## WHAT YOU NEED TO DO
All of the listing should be transcribed exactly.

*** Block opens ***

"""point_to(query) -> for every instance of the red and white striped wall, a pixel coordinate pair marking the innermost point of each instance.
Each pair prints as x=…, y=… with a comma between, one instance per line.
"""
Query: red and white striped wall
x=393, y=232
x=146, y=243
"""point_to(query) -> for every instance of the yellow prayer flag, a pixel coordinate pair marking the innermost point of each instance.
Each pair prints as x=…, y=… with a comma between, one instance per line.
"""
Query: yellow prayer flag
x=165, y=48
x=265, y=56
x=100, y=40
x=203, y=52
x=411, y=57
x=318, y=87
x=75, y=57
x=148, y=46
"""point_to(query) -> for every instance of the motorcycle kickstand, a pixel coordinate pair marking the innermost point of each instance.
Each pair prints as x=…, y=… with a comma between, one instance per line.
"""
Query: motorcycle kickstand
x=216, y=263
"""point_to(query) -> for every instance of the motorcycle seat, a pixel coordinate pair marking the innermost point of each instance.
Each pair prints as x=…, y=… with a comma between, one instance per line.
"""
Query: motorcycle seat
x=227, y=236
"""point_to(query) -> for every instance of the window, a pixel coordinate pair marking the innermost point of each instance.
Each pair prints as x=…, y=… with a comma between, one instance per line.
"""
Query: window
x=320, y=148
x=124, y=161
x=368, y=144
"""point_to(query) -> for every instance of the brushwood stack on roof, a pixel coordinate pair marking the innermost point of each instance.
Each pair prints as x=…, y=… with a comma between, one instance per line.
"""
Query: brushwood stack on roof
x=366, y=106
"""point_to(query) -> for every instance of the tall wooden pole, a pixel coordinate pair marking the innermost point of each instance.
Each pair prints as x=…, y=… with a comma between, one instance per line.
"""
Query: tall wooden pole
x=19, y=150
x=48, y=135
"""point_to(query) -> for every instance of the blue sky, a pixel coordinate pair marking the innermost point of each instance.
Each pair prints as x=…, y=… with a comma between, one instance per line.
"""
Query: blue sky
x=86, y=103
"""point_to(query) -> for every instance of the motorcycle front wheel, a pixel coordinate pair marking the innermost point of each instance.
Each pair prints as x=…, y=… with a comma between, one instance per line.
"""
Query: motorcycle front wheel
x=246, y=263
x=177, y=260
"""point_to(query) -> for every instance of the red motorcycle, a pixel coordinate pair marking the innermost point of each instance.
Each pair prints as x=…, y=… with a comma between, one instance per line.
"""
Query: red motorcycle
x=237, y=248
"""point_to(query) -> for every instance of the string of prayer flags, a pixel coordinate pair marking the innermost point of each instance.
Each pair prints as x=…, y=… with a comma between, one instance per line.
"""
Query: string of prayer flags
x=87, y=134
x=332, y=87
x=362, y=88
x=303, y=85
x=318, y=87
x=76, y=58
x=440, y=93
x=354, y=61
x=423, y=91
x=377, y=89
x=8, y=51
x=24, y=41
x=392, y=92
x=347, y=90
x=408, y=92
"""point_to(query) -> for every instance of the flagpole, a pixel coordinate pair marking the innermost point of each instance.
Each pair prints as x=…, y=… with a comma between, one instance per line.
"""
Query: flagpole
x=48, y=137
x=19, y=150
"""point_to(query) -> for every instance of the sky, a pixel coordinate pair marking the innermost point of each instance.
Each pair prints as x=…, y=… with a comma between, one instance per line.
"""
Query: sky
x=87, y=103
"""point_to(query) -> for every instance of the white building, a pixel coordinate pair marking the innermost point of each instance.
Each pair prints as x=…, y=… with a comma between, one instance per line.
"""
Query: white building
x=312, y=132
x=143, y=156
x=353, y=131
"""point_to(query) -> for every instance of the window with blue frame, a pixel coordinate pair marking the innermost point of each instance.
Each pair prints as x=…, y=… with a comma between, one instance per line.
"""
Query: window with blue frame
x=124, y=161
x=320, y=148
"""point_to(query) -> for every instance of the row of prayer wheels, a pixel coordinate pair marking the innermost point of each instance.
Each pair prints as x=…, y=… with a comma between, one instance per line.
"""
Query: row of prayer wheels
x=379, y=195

*** Block closes ***

## REPLY TO THE EXERCISE
"""point_to(query) -> for every instance of the red and white striped wall, a pixel coordinate pair marking the innermost point of each instance.
Each pair prints as x=…, y=… with a comma between, one instance per line.
"""
Query: red and white striped wall
x=393, y=232
x=146, y=243
"""point_to(query) -> for every instance of the yellow prayer flag, a pixel coordinate pair marking the innermost point of each instance.
Each pair prints as x=…, y=… with a comma between, one instance per line.
"""
Query: yellow prayer flag
x=165, y=48
x=265, y=56
x=100, y=40
x=203, y=52
x=411, y=57
x=318, y=87
x=75, y=57
x=148, y=46
"""point_to(query) -> for every instance of the motorcycle kickstand, a pixel coordinate pair marking the innermost point of each instance.
Each pair prints as x=…, y=… with a comma between, one instance per line.
"""
Query: motorcycle kickstand
x=216, y=263
"""point_to(query) -> for every instance of the motorcycle seat, a pixel coordinate pair marking the innermost point of each instance.
Each pair prints as x=…, y=… with a comma between, one instance per line.
"""
Query: motorcycle seat
x=227, y=236
"""point_to(query) -> for every instance of the window, a pixel coordinate pair marking the innermost point of each instance.
Each pair prints as x=…, y=… with a comma between, one instance per line.
"""
Query: window
x=320, y=148
x=124, y=161
x=368, y=144
"""point_to(query) -> for every instance of the brushwood stack on roof, a pixel coordinate pair marking the innermost point of each instance.
Each pair prints as x=…, y=… with a comma between, one instance per line.
"""
Query: brushwood stack on roof
x=366, y=106
"""point_to(query) -> for every instance of the tall wooden pole, a pixel coordinate pair marking the innermost point of each instance.
Each pair prints as x=…, y=… with a comma between, one instance per line.
"""
Query: tall wooden pole
x=19, y=150
x=48, y=135
"""point_to(query) -> for every instance of the blue sky, a pixel coordinate pair marking the innermost point of each instance.
Each pair prints as x=…, y=… with a comma between, one instance per line.
"""
Query: blue sky
x=86, y=103
"""point_to(query) -> for every instance of the motorcycle front wheel, a pixel coordinate pair marking the innermost point of each instance.
Each pair prints as x=…, y=… with a comma between, one instance per line.
"""
Query: motorcycle front wheel
x=246, y=263
x=177, y=260
"""point_to(query) -> for every instance of the red motorcycle, a pixel coordinate pair marking the innermost point of each instance.
Each pair prints as x=…, y=… with a comma between, one instance per line.
"""
Query: red motorcycle
x=237, y=248
"""point_to(query) -> for every instance of the string of prayer flags, a pixel coordinate pair marking the innermost point of each instance.
Each pair prints as x=…, y=… with a comma between, one instance per line.
"""
Query: string of prayer flags
x=87, y=134
x=332, y=87
x=362, y=88
x=303, y=85
x=318, y=87
x=76, y=58
x=440, y=93
x=354, y=61
x=423, y=91
x=377, y=89
x=8, y=51
x=24, y=41
x=392, y=92
x=347, y=90
x=408, y=92
"""point_to(query) -> for every instance of the flagpole, a pixel coordinate pair marking the innermost point of each instance.
Each pair prints as x=…, y=… with a comma between, one instance per line.
"""
Query: flagpole
x=48, y=137
x=19, y=150
"""point_to(query) -> for every instance of the sky, a pixel coordinate pair marking the innermost point of each instance.
Each pair prints as x=…, y=… with a comma between, one instance per line.
"""
Query: sky
x=87, y=103
"""point_to(query) -> for every instance of the white building, a pixel coordinate pair marking the innermost point of each instance.
Each pair prints as x=…, y=… with a comma between, one instance per line.
"""
Query: white building
x=312, y=132
x=143, y=156
x=353, y=131
"""point_to(query) -> for every instance of the window with blue frame, a pixel coordinate pair marking the innermost point of each instance.
Each pair prints as x=…, y=… with a comma between, one instance per line.
"""
Query: window with blue frame
x=124, y=161
x=320, y=148
"""point_to(query) -> for every instance of the row of prayer wheels, a pixel coordinate pair marking the innermost point of each instance.
Each pair prints as x=…, y=… with a comma between, one instance per line.
"""
Query: row of prayer wheels
x=379, y=195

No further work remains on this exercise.